Killer Year–The Class of 2007

True Crime: Over and Out
July 13, 2007, 11:26 am
Filed under: Gregg Olsen

Something’s wrong with one of the genres I love.

Even to admit that I love true crime books, probably makes you think I’m living a trailer park eating Doritos and watching TV all day long. But I’m not. 

At least, not the Doritos part.

Ann Rule’s latest, Too Late to Say Goodbye, debuted at number 13 on the NY Times list. Only number 13. Our Miss Ann hasn’t popped in on the list at a lower number than that—at least that I can remember—in years. Not only that, it fell off the after a couple of weeks.

Fell off!

The woman who wrote the book that was the basis for film, Boys Don’t Cry, Aphrodite Jones is being published by iUniverse. No matter how you slice it, the once heralded heiress-apparent to Ann is a self-published author now. Who would have thought that possible, say, five years ago?

Kathryn Casey, who has written some worthy TCs, is about to jump into fiction. Diane Fanning, an Edgar nominee last year for terrific true crime book, is doing the same. And why not? Print runs are larger and it’s a hell of a lot easier to make something up than to research the truth. Even I  have taken the leap.

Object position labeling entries
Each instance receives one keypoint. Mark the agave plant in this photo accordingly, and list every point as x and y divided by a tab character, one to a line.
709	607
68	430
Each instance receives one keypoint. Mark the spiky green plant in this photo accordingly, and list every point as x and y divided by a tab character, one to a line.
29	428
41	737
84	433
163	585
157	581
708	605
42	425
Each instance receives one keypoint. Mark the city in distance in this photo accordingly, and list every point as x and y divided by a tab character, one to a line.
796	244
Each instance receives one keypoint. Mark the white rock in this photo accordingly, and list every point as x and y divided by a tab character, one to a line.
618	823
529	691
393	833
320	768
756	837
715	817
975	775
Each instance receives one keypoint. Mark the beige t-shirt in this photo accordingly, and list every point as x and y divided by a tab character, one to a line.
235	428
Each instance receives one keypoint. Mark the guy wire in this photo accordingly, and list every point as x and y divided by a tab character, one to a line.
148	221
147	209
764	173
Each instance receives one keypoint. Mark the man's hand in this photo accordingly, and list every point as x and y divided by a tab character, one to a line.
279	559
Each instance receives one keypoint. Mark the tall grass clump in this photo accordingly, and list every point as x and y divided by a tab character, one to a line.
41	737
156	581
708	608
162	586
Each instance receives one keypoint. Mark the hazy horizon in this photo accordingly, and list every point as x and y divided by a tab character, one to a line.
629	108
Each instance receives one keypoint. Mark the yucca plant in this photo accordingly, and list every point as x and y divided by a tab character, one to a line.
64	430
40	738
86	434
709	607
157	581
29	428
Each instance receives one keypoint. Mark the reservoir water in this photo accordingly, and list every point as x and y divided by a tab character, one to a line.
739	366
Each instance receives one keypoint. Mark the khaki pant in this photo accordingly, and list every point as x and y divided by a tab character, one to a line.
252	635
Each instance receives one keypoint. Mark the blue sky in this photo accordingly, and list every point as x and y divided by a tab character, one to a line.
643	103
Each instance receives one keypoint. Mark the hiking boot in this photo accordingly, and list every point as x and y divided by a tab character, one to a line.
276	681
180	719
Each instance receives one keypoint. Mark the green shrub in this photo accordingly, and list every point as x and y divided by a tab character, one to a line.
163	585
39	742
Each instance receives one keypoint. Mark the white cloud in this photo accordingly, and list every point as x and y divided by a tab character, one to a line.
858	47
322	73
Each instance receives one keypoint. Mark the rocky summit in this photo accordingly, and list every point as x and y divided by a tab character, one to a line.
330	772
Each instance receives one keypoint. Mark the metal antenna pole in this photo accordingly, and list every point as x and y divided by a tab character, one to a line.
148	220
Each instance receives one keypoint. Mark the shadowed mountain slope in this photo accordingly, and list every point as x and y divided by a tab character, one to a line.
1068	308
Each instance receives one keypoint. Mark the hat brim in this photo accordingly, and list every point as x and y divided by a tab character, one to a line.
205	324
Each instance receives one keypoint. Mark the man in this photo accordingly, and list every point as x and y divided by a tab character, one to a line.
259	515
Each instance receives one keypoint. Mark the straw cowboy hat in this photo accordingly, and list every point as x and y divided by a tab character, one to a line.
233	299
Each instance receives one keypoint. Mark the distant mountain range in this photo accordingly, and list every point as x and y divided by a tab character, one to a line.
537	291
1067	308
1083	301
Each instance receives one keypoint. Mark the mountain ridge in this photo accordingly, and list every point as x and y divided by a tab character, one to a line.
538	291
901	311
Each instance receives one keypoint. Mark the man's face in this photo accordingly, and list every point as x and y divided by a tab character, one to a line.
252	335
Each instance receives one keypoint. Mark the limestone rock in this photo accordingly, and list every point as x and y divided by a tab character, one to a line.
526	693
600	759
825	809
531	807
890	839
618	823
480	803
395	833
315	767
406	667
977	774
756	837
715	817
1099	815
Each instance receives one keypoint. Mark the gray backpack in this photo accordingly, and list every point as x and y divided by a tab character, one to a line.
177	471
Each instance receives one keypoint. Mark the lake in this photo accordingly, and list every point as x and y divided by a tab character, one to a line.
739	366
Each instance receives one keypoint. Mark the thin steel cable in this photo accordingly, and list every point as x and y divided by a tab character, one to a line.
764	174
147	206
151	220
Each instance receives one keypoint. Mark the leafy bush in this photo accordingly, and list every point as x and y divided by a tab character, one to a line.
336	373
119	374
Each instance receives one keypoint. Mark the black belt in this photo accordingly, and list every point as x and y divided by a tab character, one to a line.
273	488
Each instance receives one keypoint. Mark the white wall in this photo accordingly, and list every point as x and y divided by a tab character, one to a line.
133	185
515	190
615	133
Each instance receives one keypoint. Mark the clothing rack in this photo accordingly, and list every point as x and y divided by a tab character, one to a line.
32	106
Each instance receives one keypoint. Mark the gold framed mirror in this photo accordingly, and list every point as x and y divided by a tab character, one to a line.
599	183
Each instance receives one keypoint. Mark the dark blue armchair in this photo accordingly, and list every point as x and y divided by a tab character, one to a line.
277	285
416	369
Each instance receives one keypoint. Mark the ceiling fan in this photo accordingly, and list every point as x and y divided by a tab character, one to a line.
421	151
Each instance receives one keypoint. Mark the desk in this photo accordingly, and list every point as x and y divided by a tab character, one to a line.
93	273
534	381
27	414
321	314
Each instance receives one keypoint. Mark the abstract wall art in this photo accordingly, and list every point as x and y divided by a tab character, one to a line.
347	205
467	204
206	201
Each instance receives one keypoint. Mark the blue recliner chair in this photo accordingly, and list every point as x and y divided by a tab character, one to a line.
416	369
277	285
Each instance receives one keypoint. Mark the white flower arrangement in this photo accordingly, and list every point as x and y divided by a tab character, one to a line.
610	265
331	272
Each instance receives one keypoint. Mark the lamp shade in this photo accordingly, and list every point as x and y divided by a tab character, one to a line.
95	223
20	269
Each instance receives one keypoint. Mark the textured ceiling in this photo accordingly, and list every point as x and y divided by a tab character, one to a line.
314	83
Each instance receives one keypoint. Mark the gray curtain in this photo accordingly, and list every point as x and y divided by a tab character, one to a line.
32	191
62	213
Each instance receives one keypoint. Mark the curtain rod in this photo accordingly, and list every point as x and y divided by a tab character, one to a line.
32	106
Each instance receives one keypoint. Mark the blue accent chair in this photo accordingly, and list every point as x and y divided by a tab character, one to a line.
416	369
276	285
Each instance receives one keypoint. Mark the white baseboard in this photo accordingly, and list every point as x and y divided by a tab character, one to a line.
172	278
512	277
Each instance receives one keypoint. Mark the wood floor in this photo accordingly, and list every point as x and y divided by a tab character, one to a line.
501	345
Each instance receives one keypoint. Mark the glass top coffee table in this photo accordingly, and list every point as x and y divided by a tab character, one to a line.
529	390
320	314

- What you will do
- 1) Return each line of the records that contains the string "curtain", treating uppercase and lowercase letters as distinct.
- 2) Extend the blog post on the decline of true crime books, beginning after its final sentence.

- Answers to the exercises
- 1)
Each instance receives one keypoint. Mark the gray curtain in this photo accordingly, and list every point as x and y divided by a tab character, one to a line.
Each instance receives one keypoint. Mark the curtain rod in this photo accordingly, and list every point as x and y divided by a tab character, one to a line.

- 2)
Court TV is going to dump most of its gavel to gavel coverage next year. If you’re a TC fan, you know how much fun a trial can be—even the boring stuff is fun.

Reality is boring, remember?

Recent lists of “best TC books of all time” by Rule (and others) were devoid of any title published in the last few years.

So what happened? Two things, by my way of thinking. First, video might have killed more than the radio star. But TV also stabbed the heart of the TC publishing industry. Think about it. All of the Gretas and Nancys and Geraldos have humped the life out of so many great TC stories, that splendidly crafted and well-researched books were never written about some of the greatest cases of our time. Thank goodness TV sniffed and turned up its nose at wall-to-wall coverage of the great crime cases of the recent past. There’d be no Small Sacrifices, Fatal Vision or In Cold Blood if TV existed as it does in its current state.

Even TV shows like the CSI and Law & Order franchises have contributed to the slow death of TC. They perpetuate the easy-reader style of detective work that spoon feeds all clues and relevant details so no one has to think. Viewers/readers don’t like to think anymore. They don’t like to dig into a case the way they used to.

The way I see it, this publishing genre is on life-support. I hope that (like the cliché at the end of a teen slasher film) true crime publishing comes back to life and grabs a reader by the throat. All genres have their day — Westerns are a good example of one that has come and gone to some extent.

I’m going to eat some Doritos (OK, I lied, but in fiction, that’s OK) and plot out another novel.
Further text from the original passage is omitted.